= Given request =
Format every line of the items below as a Markdown table with the columns Row and Line. Number each line in the Row column and leave out any blank lines.

(Records drawn from a data source)
***

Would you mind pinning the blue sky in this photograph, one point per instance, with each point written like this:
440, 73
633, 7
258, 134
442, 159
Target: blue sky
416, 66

***

= Answer to this task =
| Row | Line |
|---|---|
| 1 | Would you mind pinning the blue sky in this photograph, one point per instance, with each point written like this: |
| 2 | 440, 73 |
| 3 | 633, 7 |
| 4 | 258, 134 |
| 5 | 442, 159 |
| 6 | Target: blue sky |
| 7 | 416, 66 |